- _Problem_: Only what runs from the line with "Query: gray pants" to the final line of the records below should be given again, word for word.

==== Records to use ====

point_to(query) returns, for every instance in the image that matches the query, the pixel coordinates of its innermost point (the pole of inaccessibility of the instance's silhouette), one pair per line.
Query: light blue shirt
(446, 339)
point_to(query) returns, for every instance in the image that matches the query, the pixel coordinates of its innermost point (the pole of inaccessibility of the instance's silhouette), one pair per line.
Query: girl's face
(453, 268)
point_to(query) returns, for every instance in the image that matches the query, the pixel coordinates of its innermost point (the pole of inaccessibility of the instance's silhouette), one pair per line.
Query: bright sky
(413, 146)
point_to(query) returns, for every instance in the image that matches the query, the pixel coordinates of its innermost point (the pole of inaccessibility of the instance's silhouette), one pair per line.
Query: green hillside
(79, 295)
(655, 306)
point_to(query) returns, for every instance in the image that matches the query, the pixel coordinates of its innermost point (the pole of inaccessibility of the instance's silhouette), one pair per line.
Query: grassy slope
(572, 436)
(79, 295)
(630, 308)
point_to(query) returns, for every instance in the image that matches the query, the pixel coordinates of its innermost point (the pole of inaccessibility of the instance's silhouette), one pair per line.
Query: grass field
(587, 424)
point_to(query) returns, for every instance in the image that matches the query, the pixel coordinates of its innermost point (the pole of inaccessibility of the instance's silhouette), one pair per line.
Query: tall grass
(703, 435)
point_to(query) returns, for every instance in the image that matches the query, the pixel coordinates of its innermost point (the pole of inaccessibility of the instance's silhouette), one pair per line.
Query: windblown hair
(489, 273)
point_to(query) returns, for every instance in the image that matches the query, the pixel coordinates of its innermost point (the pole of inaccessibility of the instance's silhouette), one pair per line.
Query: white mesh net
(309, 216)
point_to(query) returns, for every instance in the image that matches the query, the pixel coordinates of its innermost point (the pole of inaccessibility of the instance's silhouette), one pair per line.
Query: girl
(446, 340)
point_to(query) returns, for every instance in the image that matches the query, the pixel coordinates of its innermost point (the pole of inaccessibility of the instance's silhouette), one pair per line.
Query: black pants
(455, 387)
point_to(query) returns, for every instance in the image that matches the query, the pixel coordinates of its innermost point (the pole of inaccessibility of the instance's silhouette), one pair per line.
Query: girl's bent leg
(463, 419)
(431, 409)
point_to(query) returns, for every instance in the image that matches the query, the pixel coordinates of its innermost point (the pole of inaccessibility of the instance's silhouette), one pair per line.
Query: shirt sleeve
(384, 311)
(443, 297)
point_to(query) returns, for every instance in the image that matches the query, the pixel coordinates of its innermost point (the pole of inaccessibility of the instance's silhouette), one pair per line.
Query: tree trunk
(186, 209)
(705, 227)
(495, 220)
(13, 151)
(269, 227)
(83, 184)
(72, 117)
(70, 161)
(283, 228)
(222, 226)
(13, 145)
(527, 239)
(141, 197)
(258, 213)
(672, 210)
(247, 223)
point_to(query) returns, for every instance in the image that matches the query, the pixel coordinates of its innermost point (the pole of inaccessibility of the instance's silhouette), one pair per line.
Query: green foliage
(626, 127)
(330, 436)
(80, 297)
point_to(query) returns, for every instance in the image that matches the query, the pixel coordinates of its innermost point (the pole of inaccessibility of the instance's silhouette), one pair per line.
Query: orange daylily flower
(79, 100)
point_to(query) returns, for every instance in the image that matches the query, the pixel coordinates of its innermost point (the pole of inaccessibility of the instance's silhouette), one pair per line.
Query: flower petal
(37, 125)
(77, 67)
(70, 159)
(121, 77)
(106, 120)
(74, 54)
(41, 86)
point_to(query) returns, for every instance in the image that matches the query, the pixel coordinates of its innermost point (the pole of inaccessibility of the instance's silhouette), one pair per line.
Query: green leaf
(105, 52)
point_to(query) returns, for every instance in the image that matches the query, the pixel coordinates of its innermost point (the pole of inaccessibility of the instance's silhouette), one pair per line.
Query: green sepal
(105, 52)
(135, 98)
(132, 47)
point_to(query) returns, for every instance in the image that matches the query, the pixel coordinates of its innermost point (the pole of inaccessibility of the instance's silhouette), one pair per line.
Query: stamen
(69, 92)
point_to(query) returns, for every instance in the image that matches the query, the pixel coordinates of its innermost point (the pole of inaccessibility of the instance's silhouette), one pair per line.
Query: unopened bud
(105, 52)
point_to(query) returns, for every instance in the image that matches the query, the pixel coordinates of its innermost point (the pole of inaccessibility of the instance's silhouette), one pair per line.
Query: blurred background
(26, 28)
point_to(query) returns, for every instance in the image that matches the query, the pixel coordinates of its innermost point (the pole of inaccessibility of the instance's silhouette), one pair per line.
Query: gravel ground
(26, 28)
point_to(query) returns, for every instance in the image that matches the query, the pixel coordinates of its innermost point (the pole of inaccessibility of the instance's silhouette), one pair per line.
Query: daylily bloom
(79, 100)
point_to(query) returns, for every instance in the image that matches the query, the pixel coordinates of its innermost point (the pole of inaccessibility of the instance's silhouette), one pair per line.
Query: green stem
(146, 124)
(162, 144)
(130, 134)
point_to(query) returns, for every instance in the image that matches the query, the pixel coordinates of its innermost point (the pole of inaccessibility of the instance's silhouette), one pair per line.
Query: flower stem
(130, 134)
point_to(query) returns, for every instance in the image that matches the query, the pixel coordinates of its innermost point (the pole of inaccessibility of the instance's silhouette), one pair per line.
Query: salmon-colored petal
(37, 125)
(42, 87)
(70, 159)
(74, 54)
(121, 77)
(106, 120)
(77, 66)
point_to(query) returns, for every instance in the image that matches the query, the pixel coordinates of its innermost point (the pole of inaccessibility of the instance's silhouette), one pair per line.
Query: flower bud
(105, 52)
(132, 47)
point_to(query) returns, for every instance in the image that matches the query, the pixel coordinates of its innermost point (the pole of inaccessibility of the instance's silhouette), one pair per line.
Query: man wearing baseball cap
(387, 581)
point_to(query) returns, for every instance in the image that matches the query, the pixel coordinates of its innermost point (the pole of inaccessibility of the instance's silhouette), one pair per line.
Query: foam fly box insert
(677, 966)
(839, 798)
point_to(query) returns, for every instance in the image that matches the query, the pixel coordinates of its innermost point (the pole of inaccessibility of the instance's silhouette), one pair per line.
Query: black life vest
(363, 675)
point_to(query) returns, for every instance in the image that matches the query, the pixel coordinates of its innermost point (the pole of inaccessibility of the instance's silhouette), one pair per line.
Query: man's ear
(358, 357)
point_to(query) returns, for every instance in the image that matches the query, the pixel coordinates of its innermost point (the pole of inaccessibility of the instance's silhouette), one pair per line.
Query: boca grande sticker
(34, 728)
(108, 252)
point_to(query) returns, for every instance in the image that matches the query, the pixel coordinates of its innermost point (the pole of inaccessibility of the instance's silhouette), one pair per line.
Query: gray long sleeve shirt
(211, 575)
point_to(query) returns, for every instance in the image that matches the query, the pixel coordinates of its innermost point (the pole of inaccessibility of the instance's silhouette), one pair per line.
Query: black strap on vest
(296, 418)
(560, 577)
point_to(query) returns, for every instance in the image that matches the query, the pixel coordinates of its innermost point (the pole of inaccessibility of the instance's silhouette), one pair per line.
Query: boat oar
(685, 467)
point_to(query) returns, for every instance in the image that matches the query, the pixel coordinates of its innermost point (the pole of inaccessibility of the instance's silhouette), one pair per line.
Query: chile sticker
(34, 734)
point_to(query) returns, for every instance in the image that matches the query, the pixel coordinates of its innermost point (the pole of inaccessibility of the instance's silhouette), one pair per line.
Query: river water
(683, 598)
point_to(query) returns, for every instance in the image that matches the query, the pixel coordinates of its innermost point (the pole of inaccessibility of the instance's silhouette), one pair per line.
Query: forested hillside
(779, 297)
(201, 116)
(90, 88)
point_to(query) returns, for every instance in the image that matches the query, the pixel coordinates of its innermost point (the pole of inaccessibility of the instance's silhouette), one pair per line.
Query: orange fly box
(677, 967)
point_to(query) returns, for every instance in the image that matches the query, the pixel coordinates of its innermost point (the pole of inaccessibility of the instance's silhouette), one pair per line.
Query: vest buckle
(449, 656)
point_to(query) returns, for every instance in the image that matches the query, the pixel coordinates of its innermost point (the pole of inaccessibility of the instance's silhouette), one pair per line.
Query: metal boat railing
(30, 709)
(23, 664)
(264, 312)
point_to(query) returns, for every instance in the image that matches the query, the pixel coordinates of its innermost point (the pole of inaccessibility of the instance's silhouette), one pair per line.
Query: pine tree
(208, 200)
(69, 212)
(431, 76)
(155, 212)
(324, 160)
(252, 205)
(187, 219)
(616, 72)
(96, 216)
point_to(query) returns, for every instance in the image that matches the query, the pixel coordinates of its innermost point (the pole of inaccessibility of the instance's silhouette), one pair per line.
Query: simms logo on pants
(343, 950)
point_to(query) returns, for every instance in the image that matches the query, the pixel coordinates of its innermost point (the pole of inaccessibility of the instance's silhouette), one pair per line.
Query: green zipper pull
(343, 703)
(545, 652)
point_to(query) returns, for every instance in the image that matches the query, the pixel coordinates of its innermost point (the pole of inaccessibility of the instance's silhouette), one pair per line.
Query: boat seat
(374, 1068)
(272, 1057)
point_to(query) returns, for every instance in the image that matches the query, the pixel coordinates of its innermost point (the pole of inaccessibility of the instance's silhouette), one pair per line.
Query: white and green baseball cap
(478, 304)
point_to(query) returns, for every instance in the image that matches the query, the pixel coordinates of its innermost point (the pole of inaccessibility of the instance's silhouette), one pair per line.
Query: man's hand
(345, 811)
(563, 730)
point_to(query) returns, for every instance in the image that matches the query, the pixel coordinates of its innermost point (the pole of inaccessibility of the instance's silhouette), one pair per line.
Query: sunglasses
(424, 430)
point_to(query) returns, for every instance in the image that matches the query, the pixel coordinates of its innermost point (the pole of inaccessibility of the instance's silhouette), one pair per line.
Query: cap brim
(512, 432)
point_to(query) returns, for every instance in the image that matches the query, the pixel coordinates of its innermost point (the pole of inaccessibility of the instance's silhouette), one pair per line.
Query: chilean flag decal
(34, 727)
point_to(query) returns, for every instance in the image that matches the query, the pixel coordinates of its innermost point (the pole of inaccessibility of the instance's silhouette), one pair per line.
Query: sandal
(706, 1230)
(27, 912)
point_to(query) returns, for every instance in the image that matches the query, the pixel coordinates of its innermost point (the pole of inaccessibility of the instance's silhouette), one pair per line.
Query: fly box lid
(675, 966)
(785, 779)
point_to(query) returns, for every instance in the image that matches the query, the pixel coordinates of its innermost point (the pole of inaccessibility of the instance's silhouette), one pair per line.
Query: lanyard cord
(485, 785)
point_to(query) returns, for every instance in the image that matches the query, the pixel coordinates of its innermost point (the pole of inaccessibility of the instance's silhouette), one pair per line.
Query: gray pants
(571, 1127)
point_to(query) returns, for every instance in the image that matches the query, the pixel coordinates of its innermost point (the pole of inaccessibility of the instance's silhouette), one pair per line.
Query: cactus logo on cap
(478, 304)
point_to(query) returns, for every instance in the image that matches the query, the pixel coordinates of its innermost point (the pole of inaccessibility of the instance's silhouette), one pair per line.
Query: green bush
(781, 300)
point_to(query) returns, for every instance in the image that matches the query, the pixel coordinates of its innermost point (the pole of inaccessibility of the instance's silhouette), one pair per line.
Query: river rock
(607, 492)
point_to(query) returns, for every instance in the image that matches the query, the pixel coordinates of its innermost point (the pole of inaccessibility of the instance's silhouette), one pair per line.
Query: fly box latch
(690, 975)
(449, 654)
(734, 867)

====

- _Written response_:
Query: gray pants
(571, 1127)
point_to(query) returns, for every instance in the image that matches the query, the pixel coordinates of its innermost point (the pole of inaccessibility of the instance's silhouette), one pair per line.
Query: cactus logo on cap
(478, 304)
point_to(query) returns, for every instance in the image that matches the query, the pixel coordinates of its innermost point (the pole of inaccessibility of the instance's silhouette), one pair per line.
Query: green bush
(781, 300)
point_to(query) returns, for every instance in the image that matches the query, the pixel coordinates of its innermost point (the pole of inaccessibility of the instance's silhouette), one pair per line.
Query: river rock
(607, 492)
point_to(query) returns, for every instance in the image that matches the query, the pixel coordinates of its innermost point (the pole of inaccessibility of the instance's silhouette), one pair per line.
Query: fly box latch
(690, 975)
(449, 654)
(734, 867)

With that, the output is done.